WHAT IS BEING ASKED:
From the items below, copy out each line that contains the word "class".

DATA SHOWN:
################

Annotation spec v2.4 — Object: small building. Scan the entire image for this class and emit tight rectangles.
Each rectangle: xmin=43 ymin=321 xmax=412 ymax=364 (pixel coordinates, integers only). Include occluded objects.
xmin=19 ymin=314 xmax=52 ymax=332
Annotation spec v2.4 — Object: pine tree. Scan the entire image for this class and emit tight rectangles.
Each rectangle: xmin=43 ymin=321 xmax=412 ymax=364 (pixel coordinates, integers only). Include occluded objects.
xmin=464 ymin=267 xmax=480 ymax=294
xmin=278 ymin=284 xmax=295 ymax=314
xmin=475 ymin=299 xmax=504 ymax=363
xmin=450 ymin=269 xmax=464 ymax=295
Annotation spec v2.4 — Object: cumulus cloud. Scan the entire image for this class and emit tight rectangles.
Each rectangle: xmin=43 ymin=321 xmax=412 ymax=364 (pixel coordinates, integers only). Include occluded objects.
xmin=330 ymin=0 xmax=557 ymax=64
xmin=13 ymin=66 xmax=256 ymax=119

################

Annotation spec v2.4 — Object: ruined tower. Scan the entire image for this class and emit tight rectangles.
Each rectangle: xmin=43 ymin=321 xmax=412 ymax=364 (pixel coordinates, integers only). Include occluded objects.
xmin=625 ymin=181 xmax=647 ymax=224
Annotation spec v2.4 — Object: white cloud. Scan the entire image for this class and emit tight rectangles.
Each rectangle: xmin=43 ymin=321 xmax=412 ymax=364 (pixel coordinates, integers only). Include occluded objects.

################

SOLUTION TO THE PROBLEM:
Annotation spec v2.4 — Object: small building. Scan the entire image for this class and emit tight rectangles.
Annotation spec v2.4 — Object: pine tree. Scan the entire image for this class and emit tight rectangles.
Annotation spec v2.4 — Object: cumulus cloud. Scan the entire image for this class and emit tight rectangles.
Annotation spec v2.4 — Object: ruined tower. Scan the entire image for this class and emit tight rectangles.
Annotation spec v2.4 — Object: white cloud. Scan the entire image for this class and emit tight rectangles.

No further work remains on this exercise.